> EXTRACTED RECORDS
↓↓↓

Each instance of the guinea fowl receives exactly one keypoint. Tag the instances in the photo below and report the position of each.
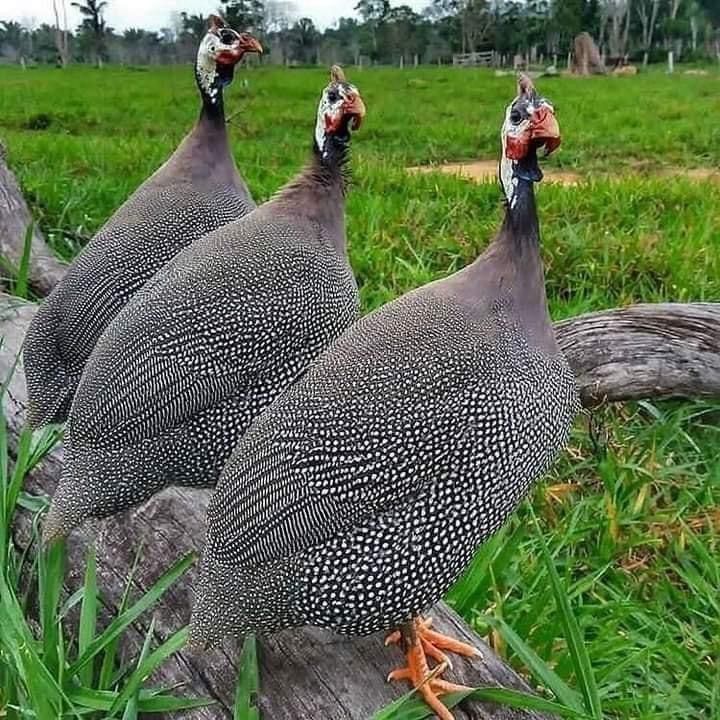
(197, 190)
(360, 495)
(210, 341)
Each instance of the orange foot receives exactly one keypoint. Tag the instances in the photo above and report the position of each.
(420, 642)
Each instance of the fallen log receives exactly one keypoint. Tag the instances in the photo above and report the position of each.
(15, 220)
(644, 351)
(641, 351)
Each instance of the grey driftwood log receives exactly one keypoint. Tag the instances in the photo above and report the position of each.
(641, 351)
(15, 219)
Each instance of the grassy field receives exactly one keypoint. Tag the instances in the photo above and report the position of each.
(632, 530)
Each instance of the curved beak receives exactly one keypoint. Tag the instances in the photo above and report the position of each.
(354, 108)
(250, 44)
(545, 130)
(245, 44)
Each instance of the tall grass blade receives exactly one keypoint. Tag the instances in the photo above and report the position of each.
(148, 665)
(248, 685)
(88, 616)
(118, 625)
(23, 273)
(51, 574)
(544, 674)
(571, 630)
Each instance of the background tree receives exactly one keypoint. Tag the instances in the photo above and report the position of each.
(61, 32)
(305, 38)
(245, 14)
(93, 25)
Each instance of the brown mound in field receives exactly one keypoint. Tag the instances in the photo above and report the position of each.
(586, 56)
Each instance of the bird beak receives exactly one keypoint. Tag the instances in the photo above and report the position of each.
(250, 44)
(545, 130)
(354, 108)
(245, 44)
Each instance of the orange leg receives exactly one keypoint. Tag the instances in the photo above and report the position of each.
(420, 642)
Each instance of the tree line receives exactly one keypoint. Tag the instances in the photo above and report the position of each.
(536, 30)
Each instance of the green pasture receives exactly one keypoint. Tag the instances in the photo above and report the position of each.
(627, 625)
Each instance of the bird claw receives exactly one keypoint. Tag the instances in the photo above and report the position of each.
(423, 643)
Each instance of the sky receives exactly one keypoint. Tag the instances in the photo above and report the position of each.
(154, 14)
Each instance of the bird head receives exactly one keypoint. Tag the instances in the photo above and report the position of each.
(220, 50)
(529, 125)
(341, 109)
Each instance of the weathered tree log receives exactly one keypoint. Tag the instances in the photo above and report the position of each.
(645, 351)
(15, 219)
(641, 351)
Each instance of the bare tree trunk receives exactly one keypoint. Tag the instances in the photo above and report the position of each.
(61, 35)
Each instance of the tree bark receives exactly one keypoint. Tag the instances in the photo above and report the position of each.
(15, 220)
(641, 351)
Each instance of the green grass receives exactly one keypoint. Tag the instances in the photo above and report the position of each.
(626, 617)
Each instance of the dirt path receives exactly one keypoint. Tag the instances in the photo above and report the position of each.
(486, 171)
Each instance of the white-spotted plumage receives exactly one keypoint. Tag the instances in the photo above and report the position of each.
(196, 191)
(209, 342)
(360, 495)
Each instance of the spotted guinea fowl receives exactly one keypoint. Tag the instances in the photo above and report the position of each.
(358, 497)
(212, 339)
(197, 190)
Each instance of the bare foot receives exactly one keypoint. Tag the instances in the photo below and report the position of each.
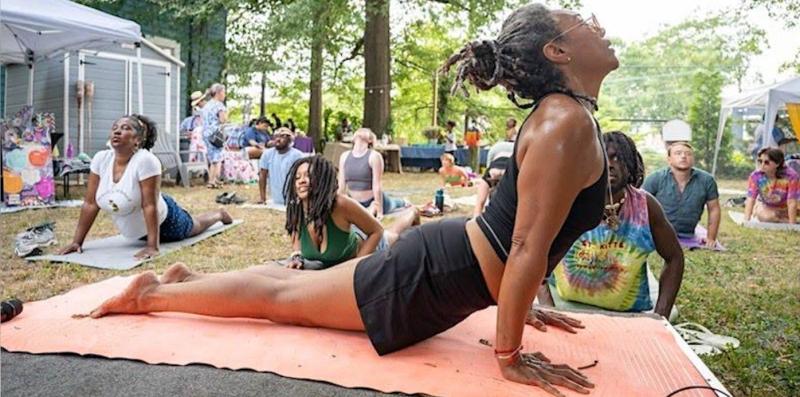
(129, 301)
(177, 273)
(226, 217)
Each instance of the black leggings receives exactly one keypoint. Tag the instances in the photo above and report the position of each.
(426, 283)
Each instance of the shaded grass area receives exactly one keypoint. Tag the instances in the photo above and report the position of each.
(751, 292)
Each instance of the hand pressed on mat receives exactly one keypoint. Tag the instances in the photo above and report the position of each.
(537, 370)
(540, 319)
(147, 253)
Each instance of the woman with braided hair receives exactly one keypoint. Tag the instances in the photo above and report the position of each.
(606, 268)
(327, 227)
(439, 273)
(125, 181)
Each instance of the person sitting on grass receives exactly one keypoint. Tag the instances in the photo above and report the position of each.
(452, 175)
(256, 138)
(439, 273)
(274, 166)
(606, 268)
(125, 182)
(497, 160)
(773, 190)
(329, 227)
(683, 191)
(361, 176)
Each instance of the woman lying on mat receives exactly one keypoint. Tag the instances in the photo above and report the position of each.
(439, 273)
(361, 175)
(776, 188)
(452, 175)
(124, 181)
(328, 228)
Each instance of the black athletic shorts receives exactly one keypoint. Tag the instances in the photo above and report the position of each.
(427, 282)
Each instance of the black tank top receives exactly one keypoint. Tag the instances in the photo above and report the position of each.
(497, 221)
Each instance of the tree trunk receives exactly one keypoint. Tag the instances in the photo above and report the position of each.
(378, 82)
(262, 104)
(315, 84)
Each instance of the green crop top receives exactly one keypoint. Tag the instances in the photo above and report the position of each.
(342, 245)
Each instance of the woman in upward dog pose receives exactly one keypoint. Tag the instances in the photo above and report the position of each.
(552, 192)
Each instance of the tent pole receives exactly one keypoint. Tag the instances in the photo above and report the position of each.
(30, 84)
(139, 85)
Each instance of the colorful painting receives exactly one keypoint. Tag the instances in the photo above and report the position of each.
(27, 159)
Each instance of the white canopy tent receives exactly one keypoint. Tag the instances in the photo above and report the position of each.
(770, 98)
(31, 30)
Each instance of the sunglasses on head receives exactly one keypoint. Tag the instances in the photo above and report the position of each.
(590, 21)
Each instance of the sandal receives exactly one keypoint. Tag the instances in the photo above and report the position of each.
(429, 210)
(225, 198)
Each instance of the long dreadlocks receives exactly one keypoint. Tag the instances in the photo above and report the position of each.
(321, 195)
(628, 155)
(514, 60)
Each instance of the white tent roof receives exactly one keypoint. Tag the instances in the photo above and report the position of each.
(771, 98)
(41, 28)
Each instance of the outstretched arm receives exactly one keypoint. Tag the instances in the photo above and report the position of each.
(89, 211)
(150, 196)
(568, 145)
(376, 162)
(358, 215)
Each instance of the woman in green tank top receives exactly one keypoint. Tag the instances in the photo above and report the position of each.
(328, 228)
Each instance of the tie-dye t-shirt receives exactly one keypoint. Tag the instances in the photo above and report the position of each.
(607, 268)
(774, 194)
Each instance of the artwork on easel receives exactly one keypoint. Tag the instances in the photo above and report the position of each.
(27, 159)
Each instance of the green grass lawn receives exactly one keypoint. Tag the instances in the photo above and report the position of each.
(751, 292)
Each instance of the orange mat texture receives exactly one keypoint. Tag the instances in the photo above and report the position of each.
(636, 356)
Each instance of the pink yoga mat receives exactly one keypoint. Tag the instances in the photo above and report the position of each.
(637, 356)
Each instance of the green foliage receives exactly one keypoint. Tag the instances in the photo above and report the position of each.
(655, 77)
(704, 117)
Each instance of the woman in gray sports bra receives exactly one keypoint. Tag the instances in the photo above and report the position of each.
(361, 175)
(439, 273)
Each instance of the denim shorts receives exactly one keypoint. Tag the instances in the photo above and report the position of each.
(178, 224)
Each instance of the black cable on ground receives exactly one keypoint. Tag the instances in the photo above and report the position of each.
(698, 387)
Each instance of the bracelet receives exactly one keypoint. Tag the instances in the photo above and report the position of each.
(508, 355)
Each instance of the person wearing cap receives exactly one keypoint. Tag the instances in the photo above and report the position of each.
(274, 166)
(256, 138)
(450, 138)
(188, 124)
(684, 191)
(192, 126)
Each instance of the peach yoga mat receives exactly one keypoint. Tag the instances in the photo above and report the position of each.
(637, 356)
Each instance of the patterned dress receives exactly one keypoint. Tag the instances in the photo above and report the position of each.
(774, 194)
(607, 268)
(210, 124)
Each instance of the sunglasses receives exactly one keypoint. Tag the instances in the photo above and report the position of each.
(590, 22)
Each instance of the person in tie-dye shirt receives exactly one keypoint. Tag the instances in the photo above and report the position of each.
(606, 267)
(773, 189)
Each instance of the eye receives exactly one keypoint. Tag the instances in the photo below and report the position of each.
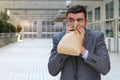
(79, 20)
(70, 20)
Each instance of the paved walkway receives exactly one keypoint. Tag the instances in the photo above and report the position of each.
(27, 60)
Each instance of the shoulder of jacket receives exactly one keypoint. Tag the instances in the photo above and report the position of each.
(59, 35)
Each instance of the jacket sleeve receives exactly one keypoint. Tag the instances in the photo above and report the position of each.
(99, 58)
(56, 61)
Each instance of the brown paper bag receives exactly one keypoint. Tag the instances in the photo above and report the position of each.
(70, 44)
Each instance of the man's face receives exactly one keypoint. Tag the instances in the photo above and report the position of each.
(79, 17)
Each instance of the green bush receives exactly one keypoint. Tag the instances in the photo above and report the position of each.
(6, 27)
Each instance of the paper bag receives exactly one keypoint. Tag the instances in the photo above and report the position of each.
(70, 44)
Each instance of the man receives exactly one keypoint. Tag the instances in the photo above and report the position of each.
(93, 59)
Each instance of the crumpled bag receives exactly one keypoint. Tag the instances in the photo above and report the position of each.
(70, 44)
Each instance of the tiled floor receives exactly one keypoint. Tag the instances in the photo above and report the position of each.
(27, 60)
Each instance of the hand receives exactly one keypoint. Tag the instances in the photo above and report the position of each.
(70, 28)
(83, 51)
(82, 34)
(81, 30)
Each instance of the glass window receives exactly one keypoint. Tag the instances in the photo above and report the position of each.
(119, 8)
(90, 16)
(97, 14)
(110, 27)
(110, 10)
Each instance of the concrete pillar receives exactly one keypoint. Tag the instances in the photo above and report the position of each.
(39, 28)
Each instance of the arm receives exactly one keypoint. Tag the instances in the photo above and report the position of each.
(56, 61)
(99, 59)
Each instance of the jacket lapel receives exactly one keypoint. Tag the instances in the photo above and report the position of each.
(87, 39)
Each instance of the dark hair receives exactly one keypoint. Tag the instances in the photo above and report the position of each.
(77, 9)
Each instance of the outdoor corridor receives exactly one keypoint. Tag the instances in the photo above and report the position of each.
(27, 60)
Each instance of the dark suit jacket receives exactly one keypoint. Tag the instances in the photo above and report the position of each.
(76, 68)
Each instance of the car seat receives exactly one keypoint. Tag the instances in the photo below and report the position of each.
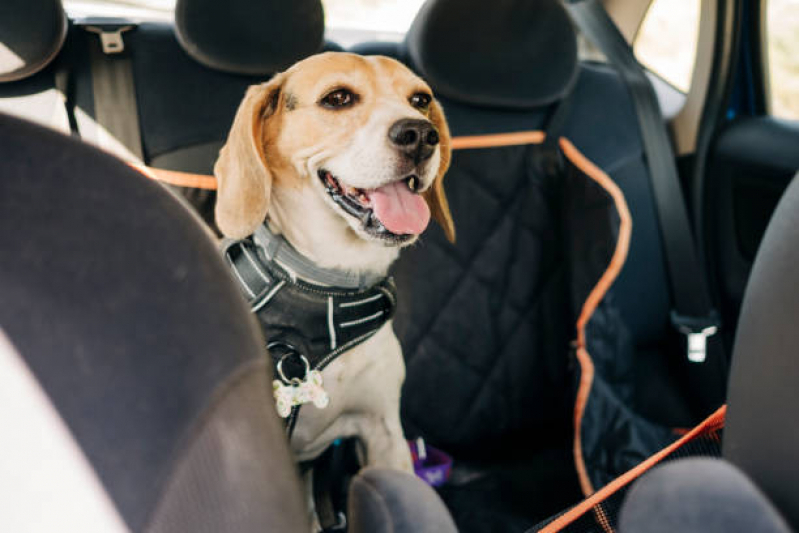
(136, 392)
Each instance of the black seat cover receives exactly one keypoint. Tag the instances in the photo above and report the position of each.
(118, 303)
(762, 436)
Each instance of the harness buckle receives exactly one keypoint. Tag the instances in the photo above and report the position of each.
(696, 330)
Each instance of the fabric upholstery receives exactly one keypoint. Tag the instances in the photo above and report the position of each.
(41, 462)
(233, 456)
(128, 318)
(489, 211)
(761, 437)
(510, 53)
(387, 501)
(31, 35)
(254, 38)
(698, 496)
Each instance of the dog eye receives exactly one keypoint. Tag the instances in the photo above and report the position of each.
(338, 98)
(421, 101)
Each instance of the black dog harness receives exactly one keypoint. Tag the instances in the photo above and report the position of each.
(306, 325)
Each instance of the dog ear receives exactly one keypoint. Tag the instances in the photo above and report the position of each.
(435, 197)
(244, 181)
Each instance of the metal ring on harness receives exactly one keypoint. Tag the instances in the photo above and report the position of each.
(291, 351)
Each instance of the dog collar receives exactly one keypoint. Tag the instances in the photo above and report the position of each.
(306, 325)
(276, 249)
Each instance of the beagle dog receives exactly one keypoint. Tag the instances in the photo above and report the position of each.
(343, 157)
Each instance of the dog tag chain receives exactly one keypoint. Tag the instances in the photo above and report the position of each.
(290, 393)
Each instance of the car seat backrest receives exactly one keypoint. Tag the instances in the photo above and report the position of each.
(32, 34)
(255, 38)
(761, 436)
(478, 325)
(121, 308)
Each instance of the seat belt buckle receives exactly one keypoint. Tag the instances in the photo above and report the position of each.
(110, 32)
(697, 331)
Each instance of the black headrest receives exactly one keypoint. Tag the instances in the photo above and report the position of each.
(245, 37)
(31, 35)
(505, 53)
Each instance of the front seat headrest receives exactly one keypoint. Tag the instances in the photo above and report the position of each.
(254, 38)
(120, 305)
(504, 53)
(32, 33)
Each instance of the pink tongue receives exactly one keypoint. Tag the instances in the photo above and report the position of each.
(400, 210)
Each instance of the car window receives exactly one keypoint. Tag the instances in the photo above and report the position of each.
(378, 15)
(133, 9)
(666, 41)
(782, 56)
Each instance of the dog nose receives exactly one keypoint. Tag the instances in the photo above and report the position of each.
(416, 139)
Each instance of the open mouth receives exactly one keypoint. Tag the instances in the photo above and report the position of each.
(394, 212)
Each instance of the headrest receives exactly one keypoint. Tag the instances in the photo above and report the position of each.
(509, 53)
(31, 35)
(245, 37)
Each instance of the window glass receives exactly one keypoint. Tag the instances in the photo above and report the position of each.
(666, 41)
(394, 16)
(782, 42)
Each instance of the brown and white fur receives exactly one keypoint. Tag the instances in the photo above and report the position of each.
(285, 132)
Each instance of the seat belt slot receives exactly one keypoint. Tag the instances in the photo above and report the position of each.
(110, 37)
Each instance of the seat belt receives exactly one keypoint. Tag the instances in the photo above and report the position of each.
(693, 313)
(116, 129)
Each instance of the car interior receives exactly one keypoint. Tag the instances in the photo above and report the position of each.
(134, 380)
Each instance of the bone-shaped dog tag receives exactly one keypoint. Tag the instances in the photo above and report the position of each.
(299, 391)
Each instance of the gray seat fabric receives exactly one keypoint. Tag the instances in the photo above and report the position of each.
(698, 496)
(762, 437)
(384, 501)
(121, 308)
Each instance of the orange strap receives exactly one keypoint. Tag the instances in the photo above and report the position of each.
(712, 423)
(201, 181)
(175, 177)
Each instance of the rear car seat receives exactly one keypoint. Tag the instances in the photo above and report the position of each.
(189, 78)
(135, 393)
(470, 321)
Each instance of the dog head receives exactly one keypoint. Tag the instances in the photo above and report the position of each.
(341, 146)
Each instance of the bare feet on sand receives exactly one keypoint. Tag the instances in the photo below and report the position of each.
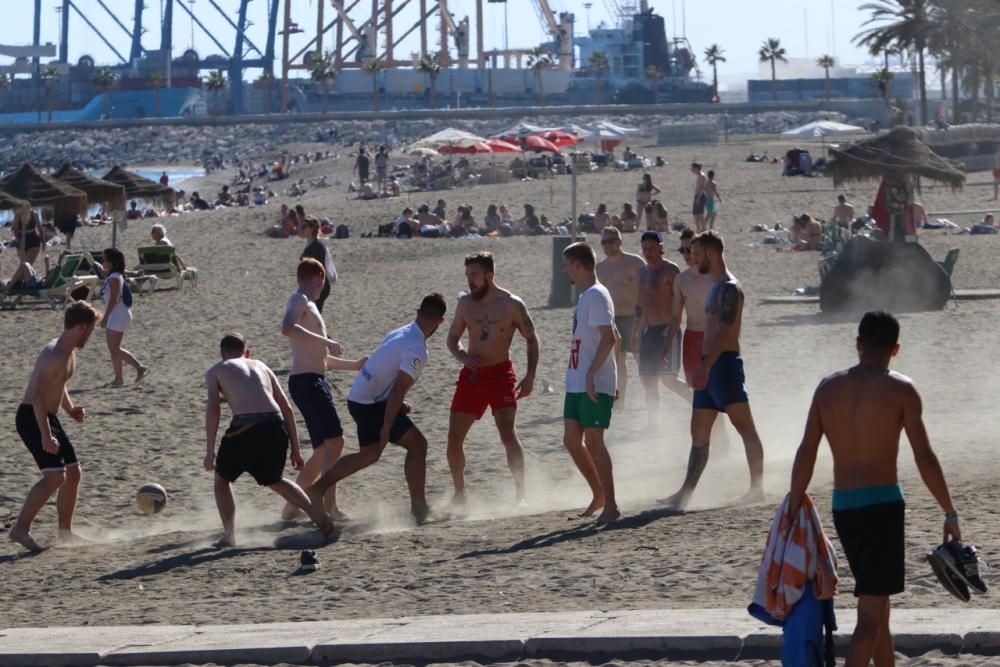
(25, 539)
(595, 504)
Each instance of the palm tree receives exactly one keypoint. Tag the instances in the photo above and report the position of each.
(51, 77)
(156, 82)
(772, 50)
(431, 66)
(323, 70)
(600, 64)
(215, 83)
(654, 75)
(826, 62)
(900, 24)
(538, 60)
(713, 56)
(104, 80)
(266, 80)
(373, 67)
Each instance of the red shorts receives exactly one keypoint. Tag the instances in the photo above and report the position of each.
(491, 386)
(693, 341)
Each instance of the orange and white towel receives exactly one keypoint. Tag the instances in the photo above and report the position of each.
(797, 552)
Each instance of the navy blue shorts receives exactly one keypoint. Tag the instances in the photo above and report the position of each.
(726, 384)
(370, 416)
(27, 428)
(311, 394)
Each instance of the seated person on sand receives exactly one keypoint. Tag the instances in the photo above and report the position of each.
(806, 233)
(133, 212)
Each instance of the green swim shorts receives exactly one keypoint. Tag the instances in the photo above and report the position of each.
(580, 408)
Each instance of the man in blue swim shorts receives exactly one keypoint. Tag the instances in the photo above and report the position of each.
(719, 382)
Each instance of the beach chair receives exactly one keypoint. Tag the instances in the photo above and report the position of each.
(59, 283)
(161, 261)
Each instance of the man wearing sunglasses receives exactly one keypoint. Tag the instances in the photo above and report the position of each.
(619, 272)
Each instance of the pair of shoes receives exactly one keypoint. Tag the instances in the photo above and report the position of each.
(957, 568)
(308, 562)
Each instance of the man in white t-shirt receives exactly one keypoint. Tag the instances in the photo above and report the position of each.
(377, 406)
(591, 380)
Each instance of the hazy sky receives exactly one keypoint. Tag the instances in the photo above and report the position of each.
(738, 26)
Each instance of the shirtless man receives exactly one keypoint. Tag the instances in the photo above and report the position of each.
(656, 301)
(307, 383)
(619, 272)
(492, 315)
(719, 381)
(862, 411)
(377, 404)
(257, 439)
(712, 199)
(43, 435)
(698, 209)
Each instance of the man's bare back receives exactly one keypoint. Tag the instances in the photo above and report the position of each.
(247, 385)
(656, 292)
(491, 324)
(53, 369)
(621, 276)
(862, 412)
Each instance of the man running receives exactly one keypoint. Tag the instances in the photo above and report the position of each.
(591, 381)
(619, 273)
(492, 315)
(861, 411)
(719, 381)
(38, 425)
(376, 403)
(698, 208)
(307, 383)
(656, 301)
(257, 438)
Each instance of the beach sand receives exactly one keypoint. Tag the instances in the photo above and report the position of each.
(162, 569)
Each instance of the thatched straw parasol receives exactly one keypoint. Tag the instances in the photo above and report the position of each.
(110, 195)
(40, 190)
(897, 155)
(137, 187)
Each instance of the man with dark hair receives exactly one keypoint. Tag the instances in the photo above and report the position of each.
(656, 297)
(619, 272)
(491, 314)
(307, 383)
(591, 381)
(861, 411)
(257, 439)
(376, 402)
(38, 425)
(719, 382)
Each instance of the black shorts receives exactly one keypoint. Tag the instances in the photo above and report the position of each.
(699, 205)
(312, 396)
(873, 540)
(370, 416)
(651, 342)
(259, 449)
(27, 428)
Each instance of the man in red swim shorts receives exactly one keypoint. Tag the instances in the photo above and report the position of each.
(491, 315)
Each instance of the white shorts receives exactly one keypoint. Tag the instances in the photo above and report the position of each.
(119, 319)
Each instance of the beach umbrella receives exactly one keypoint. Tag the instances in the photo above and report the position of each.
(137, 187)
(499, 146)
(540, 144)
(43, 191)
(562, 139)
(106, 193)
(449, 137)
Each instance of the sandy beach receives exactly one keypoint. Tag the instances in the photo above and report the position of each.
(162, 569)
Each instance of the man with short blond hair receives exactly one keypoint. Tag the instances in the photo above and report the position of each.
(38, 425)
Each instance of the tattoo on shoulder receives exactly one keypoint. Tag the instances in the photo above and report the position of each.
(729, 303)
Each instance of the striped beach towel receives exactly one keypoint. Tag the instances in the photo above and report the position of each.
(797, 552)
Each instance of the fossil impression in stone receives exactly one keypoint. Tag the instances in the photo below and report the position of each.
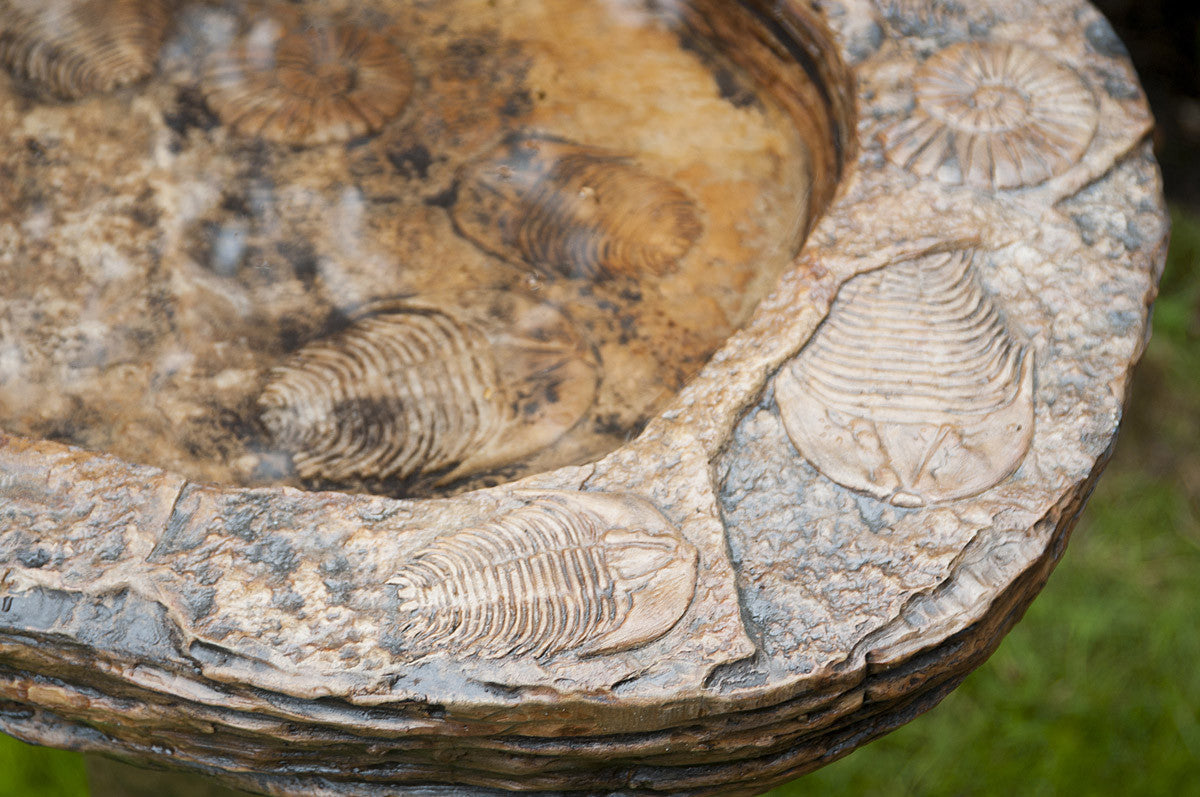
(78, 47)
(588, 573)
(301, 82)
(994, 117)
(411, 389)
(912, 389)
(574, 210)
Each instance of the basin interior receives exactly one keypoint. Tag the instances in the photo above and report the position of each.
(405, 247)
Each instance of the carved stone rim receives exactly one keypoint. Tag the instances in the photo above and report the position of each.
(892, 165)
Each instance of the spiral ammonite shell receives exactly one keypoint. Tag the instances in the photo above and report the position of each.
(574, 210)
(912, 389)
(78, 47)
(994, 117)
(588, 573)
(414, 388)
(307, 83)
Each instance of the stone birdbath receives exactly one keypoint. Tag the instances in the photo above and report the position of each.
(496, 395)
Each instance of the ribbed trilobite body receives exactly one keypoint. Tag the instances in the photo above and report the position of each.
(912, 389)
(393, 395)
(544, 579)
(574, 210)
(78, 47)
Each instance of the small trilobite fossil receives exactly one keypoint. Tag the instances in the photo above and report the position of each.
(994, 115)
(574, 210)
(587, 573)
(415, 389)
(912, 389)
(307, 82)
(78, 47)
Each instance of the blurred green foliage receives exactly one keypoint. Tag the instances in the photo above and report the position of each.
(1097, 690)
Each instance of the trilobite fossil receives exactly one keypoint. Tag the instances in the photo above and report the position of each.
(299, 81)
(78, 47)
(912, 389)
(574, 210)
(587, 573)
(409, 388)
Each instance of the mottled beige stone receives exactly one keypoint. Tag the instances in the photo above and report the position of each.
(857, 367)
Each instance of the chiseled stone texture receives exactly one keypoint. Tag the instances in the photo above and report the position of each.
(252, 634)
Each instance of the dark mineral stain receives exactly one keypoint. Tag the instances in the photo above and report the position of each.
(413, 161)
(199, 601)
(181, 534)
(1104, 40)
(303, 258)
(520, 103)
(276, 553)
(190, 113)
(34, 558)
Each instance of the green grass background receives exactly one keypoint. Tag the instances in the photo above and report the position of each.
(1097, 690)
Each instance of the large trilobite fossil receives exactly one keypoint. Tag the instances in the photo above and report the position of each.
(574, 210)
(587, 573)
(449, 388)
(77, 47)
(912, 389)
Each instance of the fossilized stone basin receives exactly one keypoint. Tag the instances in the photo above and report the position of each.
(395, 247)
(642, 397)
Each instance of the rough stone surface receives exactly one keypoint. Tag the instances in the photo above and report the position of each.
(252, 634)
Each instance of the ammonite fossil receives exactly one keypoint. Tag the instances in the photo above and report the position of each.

↑↑↑

> DO THIS
Begin with the line that contains "Each instance of the large" and quote each line after it exactly, stopping after the last line of the data.

> CORRECT OUTPUT
Each instance of the large trilobite fossil receives exactly one keypoint. Tag the instances in the photo above and report the position of each.
(574, 210)
(587, 573)
(449, 388)
(77, 47)
(912, 389)
Each instance of the fossilized stone basin receives exactly one keypoint. Tag the instances in the photo above and report the position of each.
(395, 247)
(642, 397)
Each instance of the rough stone surface receives exactly one keypoint. Tag the instances in the photo above and report the position of each.
(252, 634)
Each instance of the ammonite fossil receives exactly one keypoint. Tag the instances in the photo above and report the position of each.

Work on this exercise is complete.